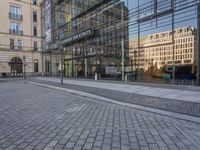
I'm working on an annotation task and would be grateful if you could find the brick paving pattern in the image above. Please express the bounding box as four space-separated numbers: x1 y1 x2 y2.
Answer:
31 79 200 117
0 82 200 150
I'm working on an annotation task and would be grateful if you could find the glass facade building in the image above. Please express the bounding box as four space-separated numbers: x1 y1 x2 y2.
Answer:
43 0 199 84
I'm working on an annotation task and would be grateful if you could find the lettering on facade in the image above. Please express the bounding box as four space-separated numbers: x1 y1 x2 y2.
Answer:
62 29 93 45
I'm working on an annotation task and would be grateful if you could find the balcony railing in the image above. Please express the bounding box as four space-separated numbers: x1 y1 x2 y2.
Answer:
9 29 23 35
9 13 23 20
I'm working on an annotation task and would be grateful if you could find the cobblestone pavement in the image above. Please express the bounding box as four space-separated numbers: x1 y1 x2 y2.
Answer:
0 81 200 150
28 79 200 117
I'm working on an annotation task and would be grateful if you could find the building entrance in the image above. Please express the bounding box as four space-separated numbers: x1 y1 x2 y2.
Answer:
10 57 23 77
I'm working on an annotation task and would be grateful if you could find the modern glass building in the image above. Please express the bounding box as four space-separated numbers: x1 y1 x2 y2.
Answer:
50 0 129 78
41 0 200 84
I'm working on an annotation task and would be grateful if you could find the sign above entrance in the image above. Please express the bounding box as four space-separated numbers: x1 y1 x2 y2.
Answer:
62 29 94 45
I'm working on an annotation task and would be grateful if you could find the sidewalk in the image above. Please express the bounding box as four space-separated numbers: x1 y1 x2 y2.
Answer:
34 77 200 103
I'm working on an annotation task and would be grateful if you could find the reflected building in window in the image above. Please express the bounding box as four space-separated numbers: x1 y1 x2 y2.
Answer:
129 26 197 76
48 0 129 77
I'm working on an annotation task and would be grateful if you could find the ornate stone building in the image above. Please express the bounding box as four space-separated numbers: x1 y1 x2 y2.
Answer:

··········

Reproduce word for word the lines of the data beginning with the one containing "find the sidewalk" and continuing through the last line of the data.

I'm working on an annotation task and would be grateful if you could find the sidewalk in the image above. Please express the bounding box as four space-separated numbers: x1 y1 x2 y2.
Answer:
34 77 200 103
I'm working on an annotation task and would be grateful if you could find the reflected building in window in the image above. Please express the bounding box as four space-separated numbers: x1 y1 x2 y2.
Answer:
129 26 197 76
48 0 129 77
I'm working on an annotation task and would be grateful if you could find the ornate stone building in the image above. Please express the bounding box as four space-separated numbers: x1 y1 x2 y2.
Answer:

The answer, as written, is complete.